> [What you need to do]: Your answer must be an exact copy of the entries, containing no images.

> [Provided data]:
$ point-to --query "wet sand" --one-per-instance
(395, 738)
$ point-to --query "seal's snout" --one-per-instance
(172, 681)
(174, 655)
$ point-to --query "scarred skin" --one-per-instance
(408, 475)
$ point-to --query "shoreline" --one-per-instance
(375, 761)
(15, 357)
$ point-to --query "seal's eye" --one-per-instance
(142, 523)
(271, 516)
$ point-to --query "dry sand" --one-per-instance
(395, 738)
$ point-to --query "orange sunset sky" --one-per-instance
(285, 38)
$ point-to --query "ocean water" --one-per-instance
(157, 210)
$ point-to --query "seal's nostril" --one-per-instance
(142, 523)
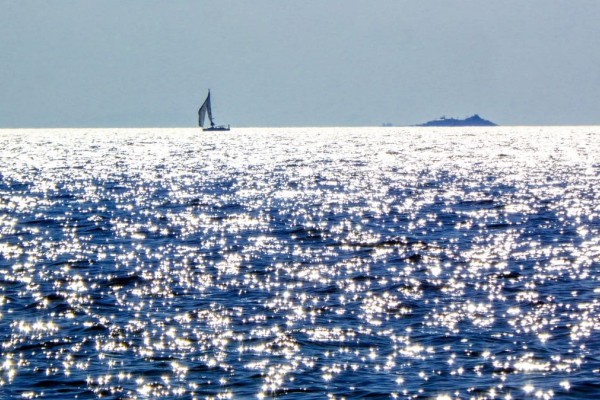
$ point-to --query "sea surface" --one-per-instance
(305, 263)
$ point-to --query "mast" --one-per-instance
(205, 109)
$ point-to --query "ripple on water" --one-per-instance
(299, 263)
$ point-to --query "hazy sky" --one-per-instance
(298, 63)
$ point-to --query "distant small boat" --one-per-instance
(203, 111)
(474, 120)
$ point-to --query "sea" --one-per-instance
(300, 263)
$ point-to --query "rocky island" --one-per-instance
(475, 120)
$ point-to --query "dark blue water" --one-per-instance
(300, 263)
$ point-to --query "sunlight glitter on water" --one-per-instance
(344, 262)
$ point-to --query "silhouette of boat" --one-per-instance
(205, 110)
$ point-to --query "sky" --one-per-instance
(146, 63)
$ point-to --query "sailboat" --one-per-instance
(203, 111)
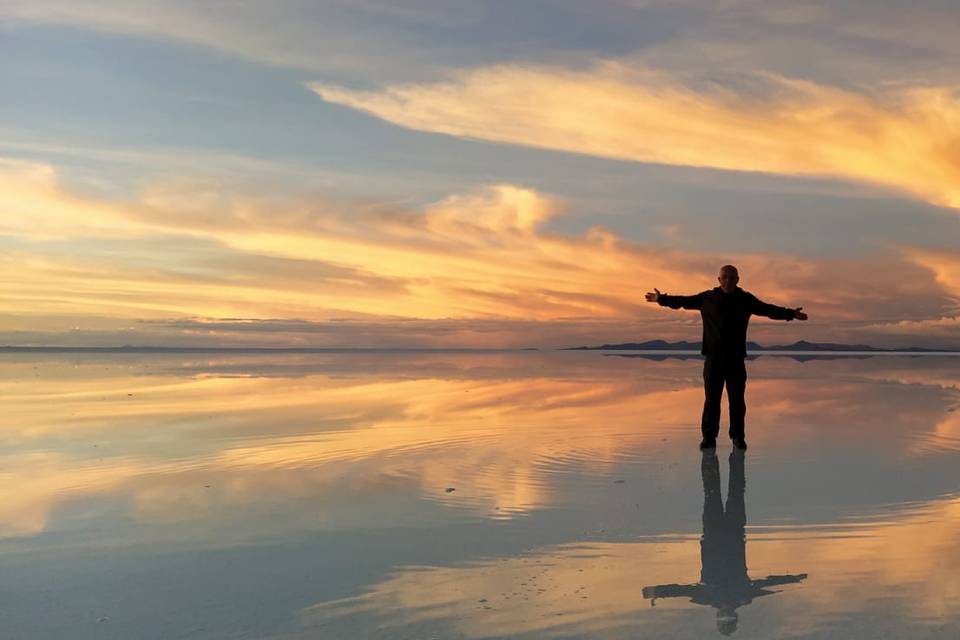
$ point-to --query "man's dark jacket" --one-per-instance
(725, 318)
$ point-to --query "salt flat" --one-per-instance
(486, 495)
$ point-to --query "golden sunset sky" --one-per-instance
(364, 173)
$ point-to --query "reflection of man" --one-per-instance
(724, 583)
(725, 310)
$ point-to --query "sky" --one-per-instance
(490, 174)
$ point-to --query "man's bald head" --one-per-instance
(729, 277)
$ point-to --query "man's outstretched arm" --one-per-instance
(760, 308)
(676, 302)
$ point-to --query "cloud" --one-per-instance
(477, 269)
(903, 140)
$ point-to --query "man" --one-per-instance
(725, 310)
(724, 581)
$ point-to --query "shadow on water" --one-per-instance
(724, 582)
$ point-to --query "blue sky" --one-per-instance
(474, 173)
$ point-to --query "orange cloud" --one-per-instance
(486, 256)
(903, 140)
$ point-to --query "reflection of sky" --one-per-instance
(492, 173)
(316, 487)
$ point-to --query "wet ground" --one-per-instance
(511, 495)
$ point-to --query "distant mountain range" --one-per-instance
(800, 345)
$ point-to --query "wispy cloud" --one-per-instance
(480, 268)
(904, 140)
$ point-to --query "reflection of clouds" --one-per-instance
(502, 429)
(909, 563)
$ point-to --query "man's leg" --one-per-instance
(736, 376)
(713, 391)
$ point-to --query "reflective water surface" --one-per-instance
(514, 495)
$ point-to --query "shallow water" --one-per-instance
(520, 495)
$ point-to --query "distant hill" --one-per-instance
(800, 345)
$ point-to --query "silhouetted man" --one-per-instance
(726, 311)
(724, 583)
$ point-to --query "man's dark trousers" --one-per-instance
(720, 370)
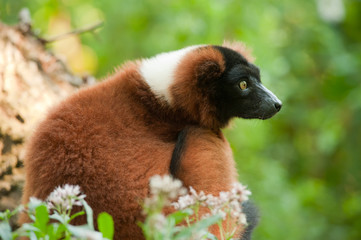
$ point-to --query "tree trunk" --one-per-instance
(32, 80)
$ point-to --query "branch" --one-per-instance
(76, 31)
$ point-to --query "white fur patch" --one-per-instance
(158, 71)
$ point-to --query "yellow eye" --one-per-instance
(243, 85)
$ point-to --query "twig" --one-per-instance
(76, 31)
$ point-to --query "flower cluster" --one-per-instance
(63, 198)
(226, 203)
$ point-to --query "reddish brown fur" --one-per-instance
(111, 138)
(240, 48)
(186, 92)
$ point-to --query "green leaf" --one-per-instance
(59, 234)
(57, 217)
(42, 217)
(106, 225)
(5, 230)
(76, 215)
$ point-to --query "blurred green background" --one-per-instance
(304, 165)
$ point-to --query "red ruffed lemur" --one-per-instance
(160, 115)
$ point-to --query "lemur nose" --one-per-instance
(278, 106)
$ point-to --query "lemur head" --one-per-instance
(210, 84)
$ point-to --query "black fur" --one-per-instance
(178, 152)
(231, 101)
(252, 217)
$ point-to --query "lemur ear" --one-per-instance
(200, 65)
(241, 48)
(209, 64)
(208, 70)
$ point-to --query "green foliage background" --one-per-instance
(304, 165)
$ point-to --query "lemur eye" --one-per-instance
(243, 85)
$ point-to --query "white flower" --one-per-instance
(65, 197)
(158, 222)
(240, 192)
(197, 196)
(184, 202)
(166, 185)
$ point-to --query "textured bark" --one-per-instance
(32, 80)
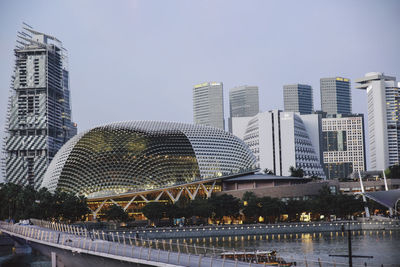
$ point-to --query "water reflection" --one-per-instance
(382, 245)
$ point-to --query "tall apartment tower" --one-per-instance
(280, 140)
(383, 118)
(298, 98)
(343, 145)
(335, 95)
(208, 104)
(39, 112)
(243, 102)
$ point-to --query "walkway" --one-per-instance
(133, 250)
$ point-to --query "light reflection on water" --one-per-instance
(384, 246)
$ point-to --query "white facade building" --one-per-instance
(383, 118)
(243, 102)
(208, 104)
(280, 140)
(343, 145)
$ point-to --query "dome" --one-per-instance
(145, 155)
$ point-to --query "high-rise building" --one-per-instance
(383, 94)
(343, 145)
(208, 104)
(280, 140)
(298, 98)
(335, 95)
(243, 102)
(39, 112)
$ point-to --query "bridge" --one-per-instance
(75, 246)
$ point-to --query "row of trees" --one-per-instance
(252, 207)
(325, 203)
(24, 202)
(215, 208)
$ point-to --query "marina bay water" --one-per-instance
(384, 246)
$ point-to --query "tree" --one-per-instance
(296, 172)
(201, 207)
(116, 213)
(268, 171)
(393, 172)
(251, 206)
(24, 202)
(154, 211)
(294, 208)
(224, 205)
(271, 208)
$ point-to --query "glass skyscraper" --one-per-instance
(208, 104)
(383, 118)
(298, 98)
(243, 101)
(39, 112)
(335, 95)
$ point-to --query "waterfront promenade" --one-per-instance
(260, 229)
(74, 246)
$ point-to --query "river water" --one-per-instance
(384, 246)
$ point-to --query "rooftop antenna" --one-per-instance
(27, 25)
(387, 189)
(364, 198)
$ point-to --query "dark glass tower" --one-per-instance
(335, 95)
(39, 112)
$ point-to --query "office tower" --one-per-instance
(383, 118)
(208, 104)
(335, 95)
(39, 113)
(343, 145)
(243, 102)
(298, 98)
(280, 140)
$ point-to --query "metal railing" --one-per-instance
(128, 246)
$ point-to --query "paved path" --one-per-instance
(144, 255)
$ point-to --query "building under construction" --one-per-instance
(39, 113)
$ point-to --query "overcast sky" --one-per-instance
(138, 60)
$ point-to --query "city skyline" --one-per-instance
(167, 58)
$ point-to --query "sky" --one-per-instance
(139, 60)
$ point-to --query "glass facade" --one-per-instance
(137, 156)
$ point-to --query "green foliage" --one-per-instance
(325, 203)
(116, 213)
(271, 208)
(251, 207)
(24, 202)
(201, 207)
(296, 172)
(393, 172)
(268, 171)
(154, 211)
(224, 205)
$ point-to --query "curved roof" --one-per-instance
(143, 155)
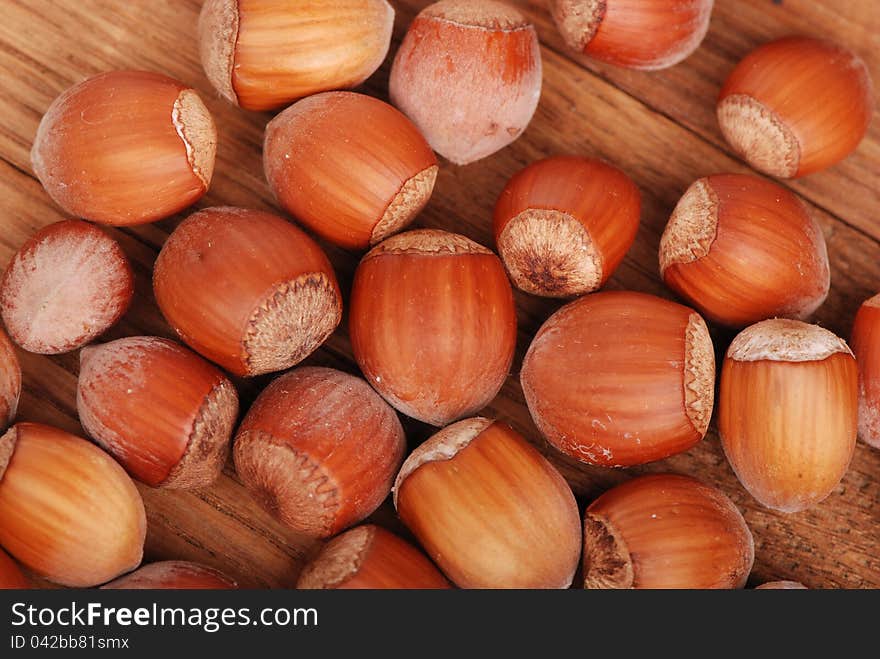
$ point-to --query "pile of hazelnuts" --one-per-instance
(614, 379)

> [Written reply]:
$ point-to --query "wet sand" --one-per-instance
(395, 738)
$ point-to --query "seal's snout" --one-per-instance
(172, 681)
(174, 655)
$ point-to --query "scarred skin" --one-per-instance
(408, 475)
$ point-to --query "shoreline" --one-per-instance
(375, 761)
(15, 357)
$ point-to --query "seal's eye" --one-per-instance
(142, 523)
(271, 516)
$ point-to --query "dry sand" --one-per-instance
(395, 738)
$ point-to --query "orange sunset sky" --one-per-instance
(285, 38)
$ point-to --query "ocean water" --one-per-instance
(157, 210)
$ point-to --query "seal's nostril" --one-per-instance
(142, 523)
$ point-to --query "sea surface" --one-per-instance
(305, 263)
$ point-to --query "mast" --one-per-instance
(205, 109)
$ point-to --query "ripple on water" --one-per-instance
(299, 263)
$ point-to --query "hazy sky" --one-per-instance
(298, 63)
$ point-to --query "distant small boat" --one-per-instance
(203, 111)
(474, 120)
$ point-to --query "sea" --one-per-instance
(300, 263)
$ point-to --query "rocky island" --one-per-instance
(475, 120)
$ point-to --query "dark blue water" --one-per-instance
(300, 263)
$ point-to --query "sunlight glitter on water" --one-per-instance
(344, 262)
$ point-to --query "silhouette of boat" --one-per-instance
(205, 110)
$ point-to --query "sky" --one-per-instance
(146, 63)
$ point-to --query "sailboat" --one-per-instance
(203, 111)
$ point-to --query "man's dark jacket" --one-per-instance
(725, 318)
$ point-to --query "salt flat" --one-per-instance
(486, 495)
$ point-to --query "golden sunset sky" --one-per-instance
(364, 173)
$ point-to --query "reflection of man" --one-per-instance
(724, 583)
(725, 310)
$ point-to --query "sky" --one-per-instance
(490, 174)
$ point-to --query "man's bald head" --one-per-instance
(729, 277)
$ point-to --query "man's outstretched arm" --one-per-instance
(760, 308)
(676, 302)
$ point-to --query "cloud" --one-per-instance
(477, 269)
(903, 140)
$ point-to --query "man" --one-per-instance
(725, 310)
(724, 581)
$ point-to --query "shadow on water" --one-per-instance
(724, 582)
$ point-to --query "blue sky" --one-per-instance
(474, 173)
$ point-to --query "orange cloud" --one-per-instance
(486, 256)
(903, 140)
$ point-to --query "reflection of sky" --one-per-instance
(492, 173)
(316, 487)
$ point-to --query "wet ground" --one-per-instance
(511, 495)
$ point-to --query "distant mountain range" --one-per-instance
(800, 345)
$ point-to --query "wispy cloud" --one-per-instance
(480, 268)
(904, 140)
$ point-to --query "reflection of clouds" --one-per-instance
(502, 429)
(909, 563)
$ point-to --query "man's leg" --one-per-instance
(736, 376)
(713, 391)
$ point-to --query "reflective water surface" --one-per-instance
(514, 495)
$ point-to --query "shallow water" --one-per-instance
(520, 495)
$ point-to --query "distant hill" --one-per-instance
(800, 345)
$ point-to --query "silhouetted man" --one-per-instance
(726, 311)
(724, 583)
$ point-to --query "man's dark trousers" --one-per-instance
(720, 370)
$ point-to --query "tree trunk" --one-per-instance
(32, 80)
$ point-to --query "branch" --one-per-instance
(76, 31)
$ point-to --query "white fur patch" --one-per-instance
(158, 71)
$ point-to --query "yellow eye" --one-per-instance
(243, 85)
$ point-to --query "twig" --one-per-instance
(76, 31)
$ point-to --query "flower cluster" --one-per-instance
(63, 198)
(226, 203)
$ point-to --query "reddish brown fur" --one-per-instance
(111, 138)
(240, 48)
(186, 92)
$ point-to --query "green leaf" --one-per-instance
(59, 234)
(57, 217)
(42, 217)
(106, 225)
(5, 230)
(76, 215)
$ point-to --query "blurred green background" --one-per-instance
(304, 165)
$ point-to --query "red ruffed lemur" --one-per-instance
(160, 115)
$ point-to --query "lemur nose" --one-per-instance
(278, 106)
$ point-to --query "lemur head" --one-per-instance
(210, 84)
$ point-to --query "black fur" --one-per-instance
(178, 152)
(231, 101)
(252, 217)
$ point-to --query "lemur ear" --one-per-instance
(200, 65)
(241, 48)
(209, 64)
(208, 70)
$ point-to --query "green foliage background" --one-per-instance
(304, 165)
$ point-to --query "lemur eye" --one-per-instance
(243, 85)
$ point-to --query "white flower" --one-per-instance
(65, 197)
(158, 222)
(240, 192)
(197, 196)
(184, 202)
(166, 185)
$ point-to --query "textured bark" --one-per-instance
(32, 80)
$ point-to --query "water reflection" --one-per-instance
(382, 245)
$ point-to --query "tall apartment tower" --one-per-instance
(280, 140)
(383, 118)
(298, 98)
(343, 145)
(335, 95)
(208, 104)
(39, 112)
(243, 102)
$ point-to --query "walkway" --one-per-instance
(133, 250)
$ point-to --query "light reflection on water" --one-per-instance
(384, 246)
$ point-to --query "white facade building" --one-per-instance
(383, 118)
(243, 102)
(208, 104)
(280, 140)
(343, 145)
$ point-to --query "dome" --one-per-instance
(145, 155)
$ point-to --query "high-rise building" --one-per-instance
(383, 94)
(343, 145)
(208, 104)
(280, 140)
(298, 98)
(335, 95)
(243, 102)
(39, 112)
$ point-to --query "bridge" --one-per-instance
(75, 246)
$ point-to --query "row of trees" --one-per-instance
(252, 207)
(325, 203)
(24, 202)
(215, 208)
$ point-to --query "marina bay water" --one-per-instance
(384, 246)
$ point-to --query "tree" --one-per-instance
(296, 172)
(201, 207)
(116, 213)
(268, 171)
(393, 172)
(251, 206)
(24, 202)
(154, 211)
(294, 208)
(224, 205)
(271, 208)
$ point-to --query "glass skyscraper" --one-per-instance
(208, 104)
(383, 118)
(298, 98)
(243, 101)
(39, 112)
(335, 95)
$ point-to --query "waterfront promenade" --one-per-instance
(260, 229)
(74, 246)
$ point-to --query "river water" --one-per-instance
(384, 246)
$ point-to --query "rooftop antenna" --one-per-instance
(27, 25)
(387, 189)
(364, 198)
$ point-to --query "dark glass tower" --one-per-instance
(335, 95)
(39, 112)
$ point-to --query "office tower" --one-per-instance
(383, 118)
(208, 104)
(335, 95)
(39, 113)
(343, 145)
(243, 102)
(298, 98)
(280, 140)
$ point-to --query "metal railing" --one-per-instance
(128, 246)
$ point-to --query "paved path" --one-per-instance
(144, 255)
$ point-to --query "building under construction" --one-per-instance
(39, 113)
$ point-to --query "overcast sky" --one-per-instance
(138, 60)
$ point-to --query "city skyline" --one-per-instance
(167, 58)
$ point-to --query "sky" --one-per-instance
(139, 60)
$ point-to --query "glass facade" --one-per-instance
(137, 156)
$ point-to --query "green foliage" --one-per-instance
(325, 203)
(116, 213)
(271, 208)
(251, 207)
(24, 202)
(201, 207)
(296, 172)
(393, 172)
(268, 171)
(154, 211)
(224, 205)
$ point-to --query "curved roof" --one-per-instance
(143, 155)
$ point-to --query "pile of hazelnuts" --one-per-instance
(614, 379)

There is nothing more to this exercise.